**Given data:**

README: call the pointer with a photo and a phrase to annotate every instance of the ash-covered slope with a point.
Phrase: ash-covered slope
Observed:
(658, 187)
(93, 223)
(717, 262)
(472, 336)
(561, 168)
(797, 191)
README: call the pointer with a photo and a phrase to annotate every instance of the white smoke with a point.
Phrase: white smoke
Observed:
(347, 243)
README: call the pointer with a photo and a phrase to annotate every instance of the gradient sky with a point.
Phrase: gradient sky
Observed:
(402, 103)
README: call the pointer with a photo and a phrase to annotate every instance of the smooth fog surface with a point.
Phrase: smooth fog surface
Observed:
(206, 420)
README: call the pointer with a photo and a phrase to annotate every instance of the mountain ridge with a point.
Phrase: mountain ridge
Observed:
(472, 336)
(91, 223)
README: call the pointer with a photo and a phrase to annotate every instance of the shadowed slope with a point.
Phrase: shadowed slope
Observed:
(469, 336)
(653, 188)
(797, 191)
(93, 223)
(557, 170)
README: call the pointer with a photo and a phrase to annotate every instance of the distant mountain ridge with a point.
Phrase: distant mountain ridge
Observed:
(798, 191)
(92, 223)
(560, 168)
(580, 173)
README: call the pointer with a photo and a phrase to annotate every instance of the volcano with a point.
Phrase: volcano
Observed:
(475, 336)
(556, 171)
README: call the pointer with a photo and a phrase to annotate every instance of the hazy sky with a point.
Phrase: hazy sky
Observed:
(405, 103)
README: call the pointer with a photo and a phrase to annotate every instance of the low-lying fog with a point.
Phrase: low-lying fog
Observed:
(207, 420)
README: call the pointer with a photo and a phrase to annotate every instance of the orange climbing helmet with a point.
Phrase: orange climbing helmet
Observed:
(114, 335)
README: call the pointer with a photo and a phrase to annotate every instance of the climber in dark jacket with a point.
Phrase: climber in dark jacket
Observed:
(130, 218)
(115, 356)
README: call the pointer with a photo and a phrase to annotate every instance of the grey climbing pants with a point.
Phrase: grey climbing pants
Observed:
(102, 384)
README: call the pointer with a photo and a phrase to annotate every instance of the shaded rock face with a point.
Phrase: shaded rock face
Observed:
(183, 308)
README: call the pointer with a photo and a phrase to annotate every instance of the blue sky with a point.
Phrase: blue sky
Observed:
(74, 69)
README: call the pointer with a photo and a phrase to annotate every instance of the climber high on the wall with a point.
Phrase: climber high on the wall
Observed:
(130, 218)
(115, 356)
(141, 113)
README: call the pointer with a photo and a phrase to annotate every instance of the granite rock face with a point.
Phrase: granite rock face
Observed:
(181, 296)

**Your task:**
Above are the records; copy exactly the lines from the line with "shaded rock face with a point." through the line with "blue sky with a point.", both included.

**Solution for this exercise:**
README: call the pointer with a photo and a phrase to annotate every instance of the shaded rock face with a point.
Phrase: shaded rock face
Observed:
(183, 308)
README: call the pointer with a photo and a phrase to annotate every instance of the blue sky with a point.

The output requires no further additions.